*DESCRIPTION OF THE TASK*
Please output the lines shown below exactly as they appear.

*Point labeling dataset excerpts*
· · ·

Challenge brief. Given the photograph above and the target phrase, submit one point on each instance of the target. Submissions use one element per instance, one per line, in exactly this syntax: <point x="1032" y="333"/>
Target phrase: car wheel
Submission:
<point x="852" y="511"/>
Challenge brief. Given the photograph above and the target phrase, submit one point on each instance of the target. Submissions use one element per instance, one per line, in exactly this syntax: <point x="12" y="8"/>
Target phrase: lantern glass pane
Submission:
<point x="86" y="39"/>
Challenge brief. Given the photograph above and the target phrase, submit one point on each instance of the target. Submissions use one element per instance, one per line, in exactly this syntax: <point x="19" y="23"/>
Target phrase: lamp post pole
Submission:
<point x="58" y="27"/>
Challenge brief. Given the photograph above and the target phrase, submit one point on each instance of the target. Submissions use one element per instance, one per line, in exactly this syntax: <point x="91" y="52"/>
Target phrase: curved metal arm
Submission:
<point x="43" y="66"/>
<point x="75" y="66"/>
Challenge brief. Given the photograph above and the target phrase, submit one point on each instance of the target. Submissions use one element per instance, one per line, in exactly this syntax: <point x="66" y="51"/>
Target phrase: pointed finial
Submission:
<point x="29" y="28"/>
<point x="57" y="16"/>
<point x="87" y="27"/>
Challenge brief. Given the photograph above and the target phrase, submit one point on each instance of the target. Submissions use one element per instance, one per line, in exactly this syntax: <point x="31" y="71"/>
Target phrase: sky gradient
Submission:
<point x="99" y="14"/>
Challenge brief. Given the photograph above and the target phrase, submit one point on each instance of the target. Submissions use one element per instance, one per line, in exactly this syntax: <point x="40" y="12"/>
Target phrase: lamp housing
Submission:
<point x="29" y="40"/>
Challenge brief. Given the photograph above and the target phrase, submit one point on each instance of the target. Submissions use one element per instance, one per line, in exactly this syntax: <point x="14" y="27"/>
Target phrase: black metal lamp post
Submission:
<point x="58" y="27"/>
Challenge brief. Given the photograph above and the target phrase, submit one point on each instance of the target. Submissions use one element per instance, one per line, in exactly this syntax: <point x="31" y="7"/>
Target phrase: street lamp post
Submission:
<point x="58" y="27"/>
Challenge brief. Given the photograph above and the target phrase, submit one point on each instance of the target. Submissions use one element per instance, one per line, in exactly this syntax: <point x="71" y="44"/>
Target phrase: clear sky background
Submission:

· · ·

*ANSWER BELOW*
Challenge brief. Given the photograph above and the target phrase, submit one point on each instance of the target. Submissions use one element per instance, one per line, in exactly this syntax: <point x="1032" y="333"/>
Target phrase: car wheel
Submission:
<point x="852" y="511"/>
Challenge brief. Given the photograph above and the target phrase, submit one point on each instance of the target. Submissions use one element per instance, one per line, in exactly this syntax: <point x="12" y="8"/>
Target phrase: lantern glass pane
Submission:
<point x="86" y="39"/>
Challenge brief. Given the photograph above and the target phrase, submit one point on each instance of the target. Submissions use one element per instance, one per line, in exactly this syntax: <point x="19" y="23"/>
Target phrase: lamp post pole
Submission:
<point x="58" y="27"/>
Challenge brief. Given the photograph above and the target phrase, submit one point on each instance of the target. Submissions use one element per instance, one per line, in exactly this syntax: <point x="91" y="52"/>
Target phrase: curved metal arm
Submission:
<point x="43" y="66"/>
<point x="75" y="66"/>
Challenge brief. Given the photograph above and the target phrase, submit one point on each instance of the target. Submissions use one element per instance, one per line, in exactly this syntax: <point x="66" y="51"/>
Target phrase: pointed finial
Submission:
<point x="29" y="28"/>
<point x="57" y="16"/>
<point x="87" y="27"/>
Challenge brief. Given the photograph above and the target phrase, submit one point on each instance of the target. Submissions use one element per instance, one per line, in exactly this syntax: <point x="31" y="71"/>
Target phrase: sky gradient
Submission:
<point x="99" y="14"/>
Challenge brief. Given the photograph above and the target phrase, submit one point on each instance of the target. Submissions use one element per instance, one per line, in exactly this syntax: <point x="40" y="12"/>
Target phrase: lamp housing
Submission:
<point x="29" y="40"/>
Challenge brief. Given the photograph above and the target phrase, submit one point on each instance of the target. Submissions use one element per instance, one per line, in exactly this syntax: <point x="14" y="27"/>
Target phrase: black metal lamp post
Submission:
<point x="58" y="27"/>
Challenge brief. Given the photograph above and the target phrase, submit one point on each instance of the target. Submissions use one element per instance, one per line, in exactly this syntax: <point x="31" y="7"/>
Target phrase: street lamp post
Submission:
<point x="58" y="27"/>
Challenge brief. Given the photograph above and the target phrase, submit one point on each instance of the target. Submissions use one element per instance, one per line, in exactly this syntax: <point x="71" y="44"/>
Target phrase: clear sky background
Submission:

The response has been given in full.